THINGS TO DO
**a)** In the biography of Józef Hauke-Bosak, what rank did he reach in the Russian Imperial Army?
**b)** Write a continuation of the biography of Józef Hauke-Bosak, picking up where it stops.

QUOTED PASSAGE
┌──

Józef Hauke-Bosak (19 March 1834 - 21 January 1871) was a Polish military leader of the January Uprising. A close ally of rebel leader Romuald Traugutt, Hauke-Bosak commanded the Polish Army in Lesser Poland, where he fought many successful battles against the Russians. He left Poland after the uprising collapsed in 1864. Hauke-Bosak was killed in battle while serving in the French Army during the Franco-Prussian War.

==Biography==
Hauke-Bosak was born in Saint Petersburg on 19 March 1834, the son of Józef Hauke, an aide-de-camp to Tsar Nicholas I and former officer in the Army of the Duchy of Warsaw, and Karolina Steinkeller. He was a nephew of Piotr Antoni Steinkeller, a prominent industrialist, and a cousin to Countess Julia von Hauke, Princess von Battenberg. After his military education in Saint Petersburg, Hauke-Bosak began a brilliant career in the Russian Imperial Army. He served in the Caucasus War and reached the rank of colonel.

└──

DATASET RECORDS
┌──

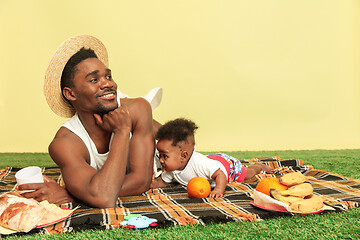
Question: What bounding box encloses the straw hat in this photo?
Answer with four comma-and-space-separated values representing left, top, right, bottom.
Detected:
44, 35, 109, 118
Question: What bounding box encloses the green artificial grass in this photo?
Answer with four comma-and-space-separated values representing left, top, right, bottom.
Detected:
0, 149, 360, 239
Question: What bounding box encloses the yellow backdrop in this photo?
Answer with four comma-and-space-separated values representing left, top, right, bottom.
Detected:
0, 0, 360, 152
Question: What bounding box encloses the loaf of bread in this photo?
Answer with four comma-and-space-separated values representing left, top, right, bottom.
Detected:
0, 192, 48, 232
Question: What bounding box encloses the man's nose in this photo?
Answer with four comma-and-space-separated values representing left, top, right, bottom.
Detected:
101, 77, 114, 88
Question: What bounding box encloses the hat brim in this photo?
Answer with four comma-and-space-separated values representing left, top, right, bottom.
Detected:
44, 35, 109, 118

└──

ANSWER LIST
**a)** Colonel.

**b)**
In 1863, Hauke-Bosak left the Russian Army and took up arms for the January Uprising in Poland. He was appointed general by the Polish National Government and took command of troops in Lesser Poland, becoming a close ally of rebel leader Romuald Traugutt. Hauke-Bosak emigrated to Dresden in April 1864, following the uprising's defeat, then moved to Geneva and Italy, where he joined Giuseppe Garibaldi. He settled in Geneva in 1867, where he was active in the Polish émigré community as a member of the committee of the Union de l'émigration polonaise and the Foyer polonais.

Hauke-Bosak adhered to the League of Peace and Freedom and notably authored La Grève (1869) and Manuel d'organisation et de combat for the workers of Le Creusot. On the outbreak of the Franco-Prussian War, he joined the Army of the Vosges, a volunteer unit in the French Army led by Garibaldi, and was given command of its 1st Brigade. Hauke-Bosak was killed in action at the Third Battle of Dijon on 21 January 1871, aged 36. He was buried in Carouge in the canton of Geneva.